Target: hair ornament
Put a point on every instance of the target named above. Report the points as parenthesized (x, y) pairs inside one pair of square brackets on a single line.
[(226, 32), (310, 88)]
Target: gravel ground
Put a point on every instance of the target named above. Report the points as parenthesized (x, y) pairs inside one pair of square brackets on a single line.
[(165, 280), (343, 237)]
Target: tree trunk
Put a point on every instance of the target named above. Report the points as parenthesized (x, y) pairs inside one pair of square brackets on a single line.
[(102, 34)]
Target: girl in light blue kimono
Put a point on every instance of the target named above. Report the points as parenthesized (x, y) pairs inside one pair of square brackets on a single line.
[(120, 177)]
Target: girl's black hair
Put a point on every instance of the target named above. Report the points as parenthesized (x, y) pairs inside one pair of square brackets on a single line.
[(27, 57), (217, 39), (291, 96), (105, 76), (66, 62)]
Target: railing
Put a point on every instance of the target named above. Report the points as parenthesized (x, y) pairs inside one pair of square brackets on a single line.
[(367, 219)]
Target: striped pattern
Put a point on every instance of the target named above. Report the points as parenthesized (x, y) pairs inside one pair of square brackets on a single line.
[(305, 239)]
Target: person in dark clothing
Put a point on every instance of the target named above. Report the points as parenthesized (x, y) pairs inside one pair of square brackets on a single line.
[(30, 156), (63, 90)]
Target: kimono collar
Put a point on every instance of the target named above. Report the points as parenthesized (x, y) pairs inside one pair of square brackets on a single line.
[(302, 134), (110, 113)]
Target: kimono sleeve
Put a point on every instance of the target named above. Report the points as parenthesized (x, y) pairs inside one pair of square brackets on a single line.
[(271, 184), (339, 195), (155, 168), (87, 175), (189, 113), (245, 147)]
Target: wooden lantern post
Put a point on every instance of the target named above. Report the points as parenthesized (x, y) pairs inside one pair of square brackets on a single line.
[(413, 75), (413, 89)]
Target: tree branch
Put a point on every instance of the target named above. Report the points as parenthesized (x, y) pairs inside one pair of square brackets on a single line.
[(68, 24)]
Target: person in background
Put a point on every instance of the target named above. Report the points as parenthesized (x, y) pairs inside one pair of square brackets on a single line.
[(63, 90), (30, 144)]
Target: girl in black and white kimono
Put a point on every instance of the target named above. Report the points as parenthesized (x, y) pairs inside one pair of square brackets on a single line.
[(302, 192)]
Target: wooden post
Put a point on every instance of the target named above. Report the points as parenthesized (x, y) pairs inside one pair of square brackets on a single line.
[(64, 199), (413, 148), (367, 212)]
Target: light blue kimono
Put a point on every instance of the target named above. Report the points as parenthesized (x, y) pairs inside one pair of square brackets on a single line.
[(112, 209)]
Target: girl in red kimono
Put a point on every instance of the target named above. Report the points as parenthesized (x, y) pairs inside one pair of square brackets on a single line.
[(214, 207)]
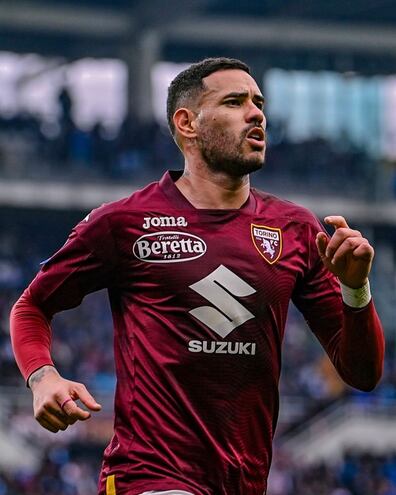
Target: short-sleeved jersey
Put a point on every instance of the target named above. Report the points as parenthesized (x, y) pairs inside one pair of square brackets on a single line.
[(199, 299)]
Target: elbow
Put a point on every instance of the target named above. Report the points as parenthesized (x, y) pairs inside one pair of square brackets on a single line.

§ **What you need to do**: To answer, copy each line from the material above that has the word "light".

§ **Answer to the problem**:
Target: girl in light blue kimono
Target: light blue kimono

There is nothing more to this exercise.